#### Source material ####
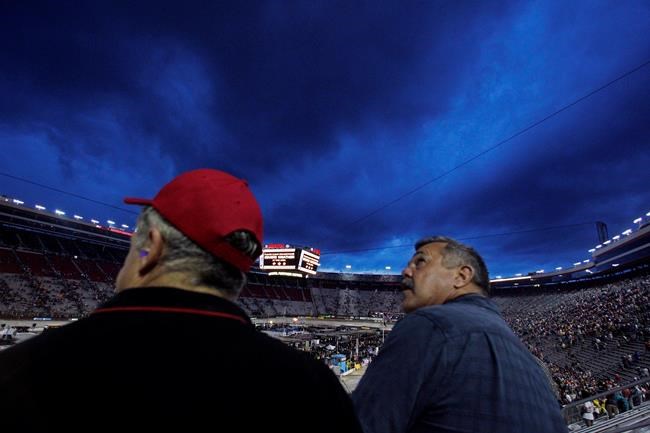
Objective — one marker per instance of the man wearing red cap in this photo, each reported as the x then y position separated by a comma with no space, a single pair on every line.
171,351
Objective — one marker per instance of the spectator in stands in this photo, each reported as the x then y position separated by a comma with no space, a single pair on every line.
453,364
171,351
588,413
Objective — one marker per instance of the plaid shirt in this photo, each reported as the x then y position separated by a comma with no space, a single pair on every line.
456,367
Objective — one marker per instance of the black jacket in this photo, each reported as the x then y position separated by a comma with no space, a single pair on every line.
####
→ **What is being asked**
Please rescale the rows above by writing out every line again, wording as well as answers, with each x,y coordinate in the answers multiplied by 1.3 and rounded to the nearest whole number, halves rounding up. Leave the picture out of your answer.

→ **Solution for this problem**
Objective — one marker per instance of the man wearing red cap in this photo, each reported as the x then y position separated by a comma with no space, a single pair on every line.
222,456
Objective — one marker per instance of the spectator in stands in this photo, each reported as the x then y position separated by a comma with no space, a single pair on every line.
589,473
222,456
764,537
Objective — one marker per instance of the plaid shirt in this photo, each reported as the x then y position separated by a comma with no space, a single pair on every line.
593,477
Objective — one marker per instance of the black jacket in this photo, each reported as the x then y position separated by a comma with no space, a single pair on every line.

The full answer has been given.